_DAFTAR TUGAS_.
**a)** Tentukan apakah tiap pernyataan berikut sesuai dengan berita banjir di Mengwi: (i) tiga warga penghuni salah satu rumah yang amblas masih belum ditemukan; (ii) pencarian tim gabungan sudah membuahkan hasil pada Minggu 14 September 2025; (iii) pencarian terhambat medan ekstrem dan tumpukan sampah. Jawab tiap pernyataan dengan "ya" atau "tidak", disertai kutipan persis kata-kata penentunya dari berita itu.
**b)** Masukkan baris-baris listing ke dalam daftar bernomor, mulai dari baris yang memuat "Indicate the dark asphalt" sampai baris yang memuat "x=37, y=197", tanpa baris kosong.

Tiga Korban Banjir di Mengwi Belum Ditemukan, Upacara Secara Niskala Digelar untuk Harmonisasi Alam

Pecaruan serta ngaturang guru dan bendu piduka digelar di lokasi Banjir di Mengwi, Minggu 14 September 2025.
MANGUPURA – baliprawara.com
Bencana banjir yang menerjang wilayah Perumahan Permata Residence, Desa Mengwitani, Kecamatan Mengwi, Badung, masih menyisakan duka. Pasalnya tiga orang warga yang tinggal salah satu rumah yang amblas di perumahan tersebut, hingga kini masih belum ditemukan.
Bahkan, pencarian oleh tim gabungan hingga Minggu 14 September 2025, masih belum membuahkan hasil. Proses pencarian terkendala medan ekstrem dan tumpukan sampah di aliran sungai tersebut.

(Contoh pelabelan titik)
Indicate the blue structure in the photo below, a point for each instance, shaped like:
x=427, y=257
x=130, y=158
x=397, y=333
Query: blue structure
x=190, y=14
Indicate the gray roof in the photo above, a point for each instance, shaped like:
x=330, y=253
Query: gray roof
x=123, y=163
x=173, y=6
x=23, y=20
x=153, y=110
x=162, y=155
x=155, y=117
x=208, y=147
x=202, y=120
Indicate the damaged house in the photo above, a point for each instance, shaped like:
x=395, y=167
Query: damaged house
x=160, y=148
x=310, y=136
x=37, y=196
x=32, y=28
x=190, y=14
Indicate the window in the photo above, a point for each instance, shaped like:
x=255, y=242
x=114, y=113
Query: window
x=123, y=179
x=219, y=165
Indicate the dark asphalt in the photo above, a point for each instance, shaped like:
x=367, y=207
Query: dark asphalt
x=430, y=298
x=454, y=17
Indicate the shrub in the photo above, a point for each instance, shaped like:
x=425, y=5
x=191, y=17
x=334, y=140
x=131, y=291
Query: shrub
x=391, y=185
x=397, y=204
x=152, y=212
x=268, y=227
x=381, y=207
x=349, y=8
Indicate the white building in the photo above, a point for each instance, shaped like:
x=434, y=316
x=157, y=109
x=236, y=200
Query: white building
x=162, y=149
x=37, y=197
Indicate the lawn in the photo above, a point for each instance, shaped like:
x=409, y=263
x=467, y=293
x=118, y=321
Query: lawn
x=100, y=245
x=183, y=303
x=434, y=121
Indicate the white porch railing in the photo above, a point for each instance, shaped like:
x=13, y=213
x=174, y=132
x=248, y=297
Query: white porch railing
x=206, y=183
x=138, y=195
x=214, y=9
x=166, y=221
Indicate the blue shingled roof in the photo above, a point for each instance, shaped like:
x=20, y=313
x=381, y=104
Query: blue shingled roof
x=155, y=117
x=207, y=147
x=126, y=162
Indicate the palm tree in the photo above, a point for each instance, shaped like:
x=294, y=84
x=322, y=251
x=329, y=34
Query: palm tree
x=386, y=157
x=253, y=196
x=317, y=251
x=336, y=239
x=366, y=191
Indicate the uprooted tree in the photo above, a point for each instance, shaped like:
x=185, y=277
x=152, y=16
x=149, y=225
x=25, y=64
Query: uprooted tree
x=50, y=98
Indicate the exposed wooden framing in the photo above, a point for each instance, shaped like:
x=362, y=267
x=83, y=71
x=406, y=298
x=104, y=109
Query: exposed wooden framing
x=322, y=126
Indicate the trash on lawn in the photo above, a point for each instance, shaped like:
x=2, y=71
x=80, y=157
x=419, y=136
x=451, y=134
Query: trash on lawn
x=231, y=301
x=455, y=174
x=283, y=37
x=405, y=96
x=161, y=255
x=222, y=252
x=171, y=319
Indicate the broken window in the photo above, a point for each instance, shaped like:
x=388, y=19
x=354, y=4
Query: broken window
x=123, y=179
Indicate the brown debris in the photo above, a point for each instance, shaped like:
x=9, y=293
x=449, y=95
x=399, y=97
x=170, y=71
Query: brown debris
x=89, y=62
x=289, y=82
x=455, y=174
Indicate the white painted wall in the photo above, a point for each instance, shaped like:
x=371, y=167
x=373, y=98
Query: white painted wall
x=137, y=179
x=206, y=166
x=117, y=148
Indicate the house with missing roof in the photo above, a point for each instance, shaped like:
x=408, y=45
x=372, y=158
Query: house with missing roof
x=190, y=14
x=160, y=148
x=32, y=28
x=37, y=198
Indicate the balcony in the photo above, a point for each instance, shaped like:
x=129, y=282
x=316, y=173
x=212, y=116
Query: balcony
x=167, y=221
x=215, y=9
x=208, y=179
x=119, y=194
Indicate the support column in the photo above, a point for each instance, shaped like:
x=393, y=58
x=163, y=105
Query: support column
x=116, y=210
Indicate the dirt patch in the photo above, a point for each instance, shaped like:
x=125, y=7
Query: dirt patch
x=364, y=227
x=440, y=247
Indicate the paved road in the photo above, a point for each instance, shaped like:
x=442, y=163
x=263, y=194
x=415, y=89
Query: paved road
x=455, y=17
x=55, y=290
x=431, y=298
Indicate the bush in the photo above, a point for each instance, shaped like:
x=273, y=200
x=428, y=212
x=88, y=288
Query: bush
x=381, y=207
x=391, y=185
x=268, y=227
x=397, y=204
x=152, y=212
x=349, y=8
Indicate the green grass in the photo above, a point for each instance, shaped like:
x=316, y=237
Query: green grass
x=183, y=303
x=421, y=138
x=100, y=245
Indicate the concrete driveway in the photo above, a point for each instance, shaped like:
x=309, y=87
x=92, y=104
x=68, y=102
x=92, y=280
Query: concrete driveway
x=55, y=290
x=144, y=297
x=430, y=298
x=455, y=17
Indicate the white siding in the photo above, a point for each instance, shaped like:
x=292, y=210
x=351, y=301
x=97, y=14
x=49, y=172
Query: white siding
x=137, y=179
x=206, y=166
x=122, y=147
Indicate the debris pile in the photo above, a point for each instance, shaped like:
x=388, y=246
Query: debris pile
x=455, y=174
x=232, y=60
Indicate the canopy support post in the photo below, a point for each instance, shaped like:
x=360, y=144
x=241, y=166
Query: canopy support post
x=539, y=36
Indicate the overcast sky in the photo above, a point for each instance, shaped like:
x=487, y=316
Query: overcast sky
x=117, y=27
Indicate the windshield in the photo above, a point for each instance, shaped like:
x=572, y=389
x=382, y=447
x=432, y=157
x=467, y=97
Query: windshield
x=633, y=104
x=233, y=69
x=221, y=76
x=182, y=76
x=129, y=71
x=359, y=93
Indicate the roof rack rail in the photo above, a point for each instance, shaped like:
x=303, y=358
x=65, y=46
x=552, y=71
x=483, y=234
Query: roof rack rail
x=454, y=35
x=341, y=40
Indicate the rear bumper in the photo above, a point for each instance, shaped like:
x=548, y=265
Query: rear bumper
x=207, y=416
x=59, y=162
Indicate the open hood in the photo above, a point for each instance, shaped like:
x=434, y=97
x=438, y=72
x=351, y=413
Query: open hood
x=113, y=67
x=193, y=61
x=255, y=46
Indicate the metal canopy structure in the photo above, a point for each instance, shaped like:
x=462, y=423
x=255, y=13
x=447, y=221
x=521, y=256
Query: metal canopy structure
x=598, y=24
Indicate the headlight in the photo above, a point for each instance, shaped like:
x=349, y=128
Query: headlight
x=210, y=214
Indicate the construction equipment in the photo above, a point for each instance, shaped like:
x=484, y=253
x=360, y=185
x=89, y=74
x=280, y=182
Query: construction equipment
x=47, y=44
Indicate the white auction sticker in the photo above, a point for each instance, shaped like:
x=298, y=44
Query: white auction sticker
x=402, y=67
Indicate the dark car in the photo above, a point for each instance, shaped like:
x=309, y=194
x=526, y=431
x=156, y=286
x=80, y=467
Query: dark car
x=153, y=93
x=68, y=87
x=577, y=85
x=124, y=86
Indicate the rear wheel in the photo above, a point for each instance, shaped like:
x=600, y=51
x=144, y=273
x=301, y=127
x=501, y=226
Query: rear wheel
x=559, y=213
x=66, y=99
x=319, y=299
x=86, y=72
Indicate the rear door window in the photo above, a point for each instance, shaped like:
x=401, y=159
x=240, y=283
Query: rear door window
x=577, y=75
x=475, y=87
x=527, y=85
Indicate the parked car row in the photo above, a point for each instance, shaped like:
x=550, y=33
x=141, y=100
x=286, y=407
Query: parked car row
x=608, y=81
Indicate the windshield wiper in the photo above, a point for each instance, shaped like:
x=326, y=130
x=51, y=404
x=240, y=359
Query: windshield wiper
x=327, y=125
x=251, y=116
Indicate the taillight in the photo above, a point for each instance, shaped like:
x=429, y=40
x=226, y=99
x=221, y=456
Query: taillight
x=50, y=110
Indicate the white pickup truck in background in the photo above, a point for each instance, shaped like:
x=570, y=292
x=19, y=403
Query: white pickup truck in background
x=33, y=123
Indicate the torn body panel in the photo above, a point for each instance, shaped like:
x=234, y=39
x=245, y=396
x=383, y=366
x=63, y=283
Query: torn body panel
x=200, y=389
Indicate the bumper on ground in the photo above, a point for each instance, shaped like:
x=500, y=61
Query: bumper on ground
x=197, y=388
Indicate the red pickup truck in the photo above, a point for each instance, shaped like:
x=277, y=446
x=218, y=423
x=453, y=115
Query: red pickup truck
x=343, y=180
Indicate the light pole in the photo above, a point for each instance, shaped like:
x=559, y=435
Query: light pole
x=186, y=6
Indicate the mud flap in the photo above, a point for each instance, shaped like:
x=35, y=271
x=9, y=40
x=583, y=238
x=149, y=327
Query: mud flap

_PEMBAHASAN JAWABAN_.
**a)**
(i) Ya: "tiga orang warga yang tinggal salah satu rumah yang amblas di perumahan tersebut, hingga kini masih belum ditemukan"
(ii) Tidak: "hingga Minggu 14 September 2025, masih belum membuahkan hasil"
(iii) Ya: "Proses pencarian terkendala medan ekstrem dan tumpukan sampah di aliran sungai tersebut"

**b)**
1. Indicate the dark asphalt in the photo above, a point for each instance, shaped like:
2. x=367, y=207
3. Query: dark asphalt
4. x=430, y=298
5. x=454, y=17
6. Indicate the shrub in the photo above, a point for each instance, shaped like:
7. x=425, y=5
8. x=191, y=17
9. x=334, y=140
10. x=131, y=291
11. Query: shrub
12. x=391, y=185
13. x=397, y=204
14. x=152, y=212
15. x=268, y=227
16. x=381, y=207
17. x=349, y=8
18. Indicate the white building in the photo above, a point for each instance, shaped like:
19. x=434, y=316
20. x=157, y=109
21. x=236, y=200
22. Query: white building
23. x=162, y=149
24. x=37, y=197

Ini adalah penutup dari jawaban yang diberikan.